# Great STuff and Acrylic???



## Ben_C (Jun 25, 2004)

Hey all, 
Do any of you know if you need to put a silicone layer on the back of an acrylic tank to get it to adhere to great stuff foam?
Thanks,
Ben


----------



## Ed Martin (Mar 25, 2004)

I did. The silicone smell stayed in the acrylic enclosure for a LOT longer too. I think some other people had the same expierence, there was another thread about it. 
Ed


----------



## Ben_C (Jun 25, 2004)

Hmmm....I was hoping to not use silicone....sorry to post about something that has already been discussed. I will do a more detailed search on the subject.
~B


----------



## Mantellaprince20 (Aug 25, 2004)

hey ben, if you use the Aquarium Silicone that is made for fish tanks, I doubt you will have a problem. It loses its smell within 2 days. Just a though,

Ed


----------



## Darks!de (Nov 16, 2004)

It is a bit more expensive however.

Luke


----------



## Schism (Nov 12, 2004)

I did my tank without any silicon on the acylic. I have some moderately heavy pieces of wood as well.


----------



## Marty (Feb 27, 2004)

I wouldn't use silicone. It appears to adhere to plexi for a bit, then it will release and you will be up sh$% creek. All my setups, I use course sand paper, score/scratch the surface where the background will go, then I use drywall fiberglass tape and stick it to the scored acrylic. I roll that so it's adhered nicely. Then on top of that I go with the great stuff foam. It holds very well...

Material shown:

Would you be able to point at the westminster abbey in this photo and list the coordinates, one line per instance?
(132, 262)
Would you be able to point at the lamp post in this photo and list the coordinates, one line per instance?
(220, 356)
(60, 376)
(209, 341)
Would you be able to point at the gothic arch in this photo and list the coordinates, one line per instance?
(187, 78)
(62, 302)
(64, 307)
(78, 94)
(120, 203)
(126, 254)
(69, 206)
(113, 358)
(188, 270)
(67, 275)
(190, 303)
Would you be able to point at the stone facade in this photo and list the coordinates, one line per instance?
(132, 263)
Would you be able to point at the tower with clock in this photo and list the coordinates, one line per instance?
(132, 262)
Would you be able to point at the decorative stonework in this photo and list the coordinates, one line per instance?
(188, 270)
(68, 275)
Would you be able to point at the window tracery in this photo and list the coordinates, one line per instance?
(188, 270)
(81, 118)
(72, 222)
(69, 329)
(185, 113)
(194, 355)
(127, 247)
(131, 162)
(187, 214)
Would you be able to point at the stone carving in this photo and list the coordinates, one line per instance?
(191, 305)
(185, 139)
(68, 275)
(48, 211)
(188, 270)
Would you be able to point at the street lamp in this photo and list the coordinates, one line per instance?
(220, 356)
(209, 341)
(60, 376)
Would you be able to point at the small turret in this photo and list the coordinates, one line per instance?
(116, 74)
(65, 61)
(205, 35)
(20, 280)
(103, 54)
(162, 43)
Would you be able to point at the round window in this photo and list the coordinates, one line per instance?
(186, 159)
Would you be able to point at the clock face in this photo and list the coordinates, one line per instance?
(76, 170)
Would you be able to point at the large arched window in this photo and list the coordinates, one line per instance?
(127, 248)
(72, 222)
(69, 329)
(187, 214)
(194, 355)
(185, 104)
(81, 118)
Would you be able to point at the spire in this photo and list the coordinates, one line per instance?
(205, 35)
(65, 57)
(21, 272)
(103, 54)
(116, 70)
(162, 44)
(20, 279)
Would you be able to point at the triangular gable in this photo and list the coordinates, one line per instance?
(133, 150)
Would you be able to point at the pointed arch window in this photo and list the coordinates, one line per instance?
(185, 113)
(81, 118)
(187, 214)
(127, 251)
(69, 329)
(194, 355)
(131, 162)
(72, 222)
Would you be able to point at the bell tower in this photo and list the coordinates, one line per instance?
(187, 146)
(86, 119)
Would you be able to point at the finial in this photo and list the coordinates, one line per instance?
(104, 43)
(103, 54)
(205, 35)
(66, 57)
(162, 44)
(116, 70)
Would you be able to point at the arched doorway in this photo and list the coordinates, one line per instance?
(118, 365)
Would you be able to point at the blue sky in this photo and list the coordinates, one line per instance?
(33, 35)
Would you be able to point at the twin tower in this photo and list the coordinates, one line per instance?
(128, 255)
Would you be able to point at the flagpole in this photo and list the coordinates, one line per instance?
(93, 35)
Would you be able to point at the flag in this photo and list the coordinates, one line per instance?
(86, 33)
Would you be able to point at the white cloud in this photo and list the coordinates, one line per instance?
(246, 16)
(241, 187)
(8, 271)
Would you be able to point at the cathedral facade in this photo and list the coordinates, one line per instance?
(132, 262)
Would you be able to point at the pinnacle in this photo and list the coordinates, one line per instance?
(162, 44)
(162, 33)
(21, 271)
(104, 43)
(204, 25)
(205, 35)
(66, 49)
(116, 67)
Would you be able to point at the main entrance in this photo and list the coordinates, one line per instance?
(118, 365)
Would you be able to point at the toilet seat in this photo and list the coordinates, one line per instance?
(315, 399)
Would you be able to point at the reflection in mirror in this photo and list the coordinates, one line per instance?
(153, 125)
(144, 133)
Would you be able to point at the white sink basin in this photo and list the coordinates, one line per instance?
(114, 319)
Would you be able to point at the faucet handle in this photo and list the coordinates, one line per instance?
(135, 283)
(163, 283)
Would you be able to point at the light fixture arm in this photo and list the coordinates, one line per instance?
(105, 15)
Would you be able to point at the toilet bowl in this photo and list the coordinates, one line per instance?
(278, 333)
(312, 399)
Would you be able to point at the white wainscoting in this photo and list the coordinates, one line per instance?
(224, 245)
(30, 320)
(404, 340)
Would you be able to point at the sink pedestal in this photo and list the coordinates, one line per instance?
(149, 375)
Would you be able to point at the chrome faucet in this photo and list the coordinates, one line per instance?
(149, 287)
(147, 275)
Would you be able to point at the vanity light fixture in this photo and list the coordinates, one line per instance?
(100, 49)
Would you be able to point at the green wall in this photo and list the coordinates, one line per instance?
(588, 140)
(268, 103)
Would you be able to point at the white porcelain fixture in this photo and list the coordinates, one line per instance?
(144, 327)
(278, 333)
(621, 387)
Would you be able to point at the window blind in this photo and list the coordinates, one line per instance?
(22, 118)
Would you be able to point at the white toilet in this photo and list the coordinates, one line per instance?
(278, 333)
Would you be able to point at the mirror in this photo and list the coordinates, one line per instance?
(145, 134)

To be done:
**A.** In the thread on attaching Great Stuff foam to acrylic, what does Marty stick onto the scored acrylic before adding the foam?
**B.** Please continue the thread on attaching Great Stuff foam to acrylic from its last line.

Answers in order:
**A.** Drywall fiberglass tape.

**B.**
The scratching was suggested on some other thread by Rich Fry I believe. It's a very good tip that works. It gives great stuff a coarser surface to hold on to, other then the nicely polished glass like side.

As an alternative I also heard someone bonding irregular (hooked, heat bent, etc) small pieces of plexi with methylene chloride to the acrylic then once dry applying great stuff over it. Little pieces act as anchors and even if it will let go from the backing, the whole background will be well held by all these small pieces.

EDIT: I should add that you go with the weldbond, soil mix on top of the finished, carved, root embeded, etc structure once it's all dry.





Ben_C said:


> Hey all,
> Do any of you know if you need to put a silicone layer on the back of an acrylic tank to get it to adhere to great stuff foam?
> Thanks,
> Ben


----------



## Dancing frogs (Feb 20, 2004)

Marty said:


> I wouldn't use silicone. It appears to adhere to plexi for a bit, then it will release and you will be up sh$% creek. All my setups, I use course sand paper, score/scratch the surface where the background will go, then I use drywall fiberglass tape and stick it to the scored acrylic. I roll that so it's adhered nicely. Then on top of that I go with the great stuff foam. It holds very well...
> 
> The scratching was suggested on some other thread by Rich Fry I believe. It's a very good tip that works. It gives great stuff a coarser surface to hold on to, other then the nicely polished glass like side.
> 
> ...


That makes sense...I still need to try using poly-eurethane (elmer's pro-bond, gorrilla glue) adhesive for this. I used that for my glass verts, and it worked real well.
You could also screw/bolt the cork to the acrylic if you wanted, since acrylic drills so easy.


----------



## Blort (Feb 5, 2005)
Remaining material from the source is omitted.